READING PASSAGE |

Tomlinson v. Thurmon

181 So. 458 | La. | 1938

[EDITORS' NOTE: THIS PAGE CONTAINS HEADNOTES. HEADNOTES ARE NOT AN OFFICIAL PRODUCT OF THE COURT, THEREFORE THEY ARE NOT DISPLAYED.] *961 On July 3, 1934, James Jones, of Lincoln parish, La., the then owner of the land, executed an oil, gas, and mineral lease to the defendant John W. Thurmon, covering E. 1/2 of S.E. 1/4 of Sec. 27, T. 18, N., R. 4 W., containing 80 acres, more or less, for a term of five years; it being the usual form of a commercial lease contract. On *962 the same day, Jones sold to the defendant Mrs. Edith Thurmon, née Cann, wife of John W. Thurmon, of Ruston, La., for the price of $120 cash, one-half of all the oil royalties and gas rentals or royalties due and to become due under the terms of the lease, and a like interest in all money rentals that may be hereafter paid in order to keep said lease in effect without drilling.

On October 14, 1935, the defendants, John W. Thurmon, Mrs. Edith Cann Thurmon, and L.D. Bartell of Longview, Tex., sold to plaintiff, for the cash price of $600, "all rights, title, and interest in and to that certain oil, gas, and mineral lease executed by James Jones to John W. Thurmon, in so far only as itcovered the N.E. 1/4 of S.E. 1/4 of Section 27, T. 18, N.R. 4West, containing 40 acres, more or less." The plaintiff, J. Clyde Tomlinson, the assignee, agreed "to faithfully carry out all of the provisions of the original lease in so far as it applies tothat portion of the tract conveyed herein."

But there was no obligation on part of the assignee with respect to keeping the lease in force on the land not conveyed, and the defendants, the assignors, retained no overriding royalty to be paid by the assignee in addition to the royalty to be paid the original lessor, James Jones.

This transfer whereby defendants, the holders of the oil lease, disposed absolutely of their interest in the lease on part of the land, without retaining an overriding royalty, constituted an assignment, and not a sublease. Roberson v. Pioneer Gas Co.,173 La. 313, 137 So. 46, 82 A.L.R. 1264. *963

On January 3, 1931, James Jones, being indebted to the Bank of Simsboro, executed a mortgage on certain of his lands, including that covered by said oil, gas, and mineral lease, payable to himself, and pledged same to the Bank of Simsboro to secure his indebtedness. The Bank of Simsboro transferred this indebtedness to First National Bank of Ruston. On February 20, 1936, that bank instituted proceedings to foreclose, and, in due course, the lands covered by the mortgage, including that covered by plaintiff's lease, were sold by the sheriff of Lincoln parish to First National Bank in satisfaction of the indebtedness.

The sale was made without any reservations as to the oil, gas, and mineral lease in question.

Plaintiff alleges that, by reason of the mortgage attached to the land prior to the execution of his lease, and of the sale of the land covered by the lease, in the foreclosure proceeding of the mortgage, he was evicted, and lost all the rights and benefits conveyed to him by the sale of the lease.

DATA SHOWN |

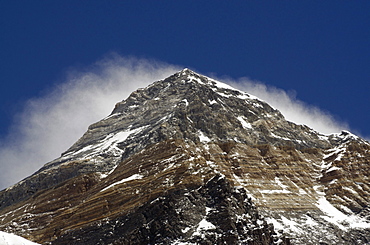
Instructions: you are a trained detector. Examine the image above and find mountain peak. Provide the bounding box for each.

WHAT IS BEING ASKED |
Quote the court opinion above word for word, from "But there was" to "lessor, James Jones.".

OUTPUT OF THE EXERCISE |
But there was no obligation on part of the assignee with respect to keeping the lease in force on the land not conveyed, and the defendants, the assignors, retained no overriding royalty to be paid by the assignee in addition to the royalty to be paid the original lessor, James Jones.